2. En premier lieu, en vertu des dispositions du code du travail, le licenciement des salariés légalement investis de fonctions représentatives, qui bénéficient d'une protection exceptionnelle dans l'intérêt de l'ensemble des travailleurs qu'ils représentent, ne peut intervenir que sur autorisation de l'inspecteur du travail. Lorsque le licenciement d'un de ces salariés est envisagé, ce licenciement ne doit pas être en rapport avec les fonctions représentatives normalement exercées ou l'appartenance syndicale de l'intéressé. Dans le cas où la demande d'autorisation de licenciement présentée par l'employeur est fondée sur un motif de caractère économique, il appartient à l'inspecteur du travail et, le cas échéant, au ministre, de rechercher, sous le contrôle du juge de l'excès de pouvoir, si la situation de l'entreprise justifie le licenciement du salarié.
● ● ● ●
> [Objectif]:
Recopiez fidèlement le passage ci-dessus sur le licenciement des salariés protégés, entre « 2. En premier » et « licenciement du salarié. », ces deux bornes comprises.
● ● ● ●
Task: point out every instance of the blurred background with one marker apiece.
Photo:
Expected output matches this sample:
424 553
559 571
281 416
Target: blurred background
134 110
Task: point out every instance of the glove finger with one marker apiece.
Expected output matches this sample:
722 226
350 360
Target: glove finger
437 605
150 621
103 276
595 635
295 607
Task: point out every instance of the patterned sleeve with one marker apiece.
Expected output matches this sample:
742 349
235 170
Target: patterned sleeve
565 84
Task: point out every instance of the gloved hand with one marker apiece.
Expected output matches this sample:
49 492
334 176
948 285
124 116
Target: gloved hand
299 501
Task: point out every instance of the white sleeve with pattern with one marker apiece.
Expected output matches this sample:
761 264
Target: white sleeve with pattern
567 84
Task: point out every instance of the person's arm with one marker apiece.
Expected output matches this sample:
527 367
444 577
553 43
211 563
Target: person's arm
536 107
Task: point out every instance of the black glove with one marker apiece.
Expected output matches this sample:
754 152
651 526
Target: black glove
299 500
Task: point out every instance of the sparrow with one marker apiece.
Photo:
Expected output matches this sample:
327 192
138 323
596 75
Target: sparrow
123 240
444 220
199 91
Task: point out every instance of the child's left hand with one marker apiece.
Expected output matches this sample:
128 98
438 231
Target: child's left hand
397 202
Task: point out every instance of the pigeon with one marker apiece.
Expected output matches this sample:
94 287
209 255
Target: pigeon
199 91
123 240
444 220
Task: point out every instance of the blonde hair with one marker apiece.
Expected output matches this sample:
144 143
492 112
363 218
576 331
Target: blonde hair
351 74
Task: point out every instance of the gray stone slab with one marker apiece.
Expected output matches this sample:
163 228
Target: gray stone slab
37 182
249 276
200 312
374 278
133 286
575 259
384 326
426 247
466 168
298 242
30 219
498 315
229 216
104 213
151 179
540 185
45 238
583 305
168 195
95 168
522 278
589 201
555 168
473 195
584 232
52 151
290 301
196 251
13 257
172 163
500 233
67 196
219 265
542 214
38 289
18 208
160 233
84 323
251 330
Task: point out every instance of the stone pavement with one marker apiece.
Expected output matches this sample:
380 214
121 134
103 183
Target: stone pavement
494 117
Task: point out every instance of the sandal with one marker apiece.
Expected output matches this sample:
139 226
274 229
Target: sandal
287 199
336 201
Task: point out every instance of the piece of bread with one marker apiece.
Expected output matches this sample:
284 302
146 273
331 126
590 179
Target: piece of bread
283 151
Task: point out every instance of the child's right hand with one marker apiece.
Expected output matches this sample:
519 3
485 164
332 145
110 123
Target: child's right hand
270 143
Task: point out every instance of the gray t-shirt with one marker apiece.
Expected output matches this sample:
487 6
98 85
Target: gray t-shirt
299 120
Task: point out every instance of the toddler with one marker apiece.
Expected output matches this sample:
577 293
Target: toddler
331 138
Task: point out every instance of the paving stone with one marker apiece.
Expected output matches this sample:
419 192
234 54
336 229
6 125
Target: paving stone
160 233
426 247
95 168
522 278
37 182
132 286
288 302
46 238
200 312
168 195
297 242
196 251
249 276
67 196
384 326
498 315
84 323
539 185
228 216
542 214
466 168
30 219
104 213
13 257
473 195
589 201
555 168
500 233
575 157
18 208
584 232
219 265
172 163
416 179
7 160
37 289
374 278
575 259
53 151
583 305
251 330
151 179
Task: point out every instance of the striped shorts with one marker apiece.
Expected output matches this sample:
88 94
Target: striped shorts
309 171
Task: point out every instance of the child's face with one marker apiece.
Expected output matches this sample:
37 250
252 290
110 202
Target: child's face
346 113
● ● ● ●
> [Réponse]:
2. En premier lieu, en vertu des dispositions du code du travail, le licenciement des salariés légalement investis de fonctions représentatives, qui bénéficient d'une protection exceptionnelle dans l'intérêt de l'ensemble des travailleurs qu'ils représentent, ne peut intervenir que sur autorisation de l'inspecteur du travail. Lorsque le licenciement d'un de ces salariés est envisagé, ce licenciement ne doit pas être en rapport avec les fonctions représentatives normalement exercées ou l'appartenance syndicale de l'intéressé. Dans le cas où la demande d'autorisation de licenciement présentée par l'employeur est fondée sur un motif de caractère économique, il appartient à l'inspecteur du travail et, le cas échéant, au ministre, de rechercher, sous le contrôle du juge de l'excès de pouvoir, si la situation de l'entreprise justifie le licenciement du salarié.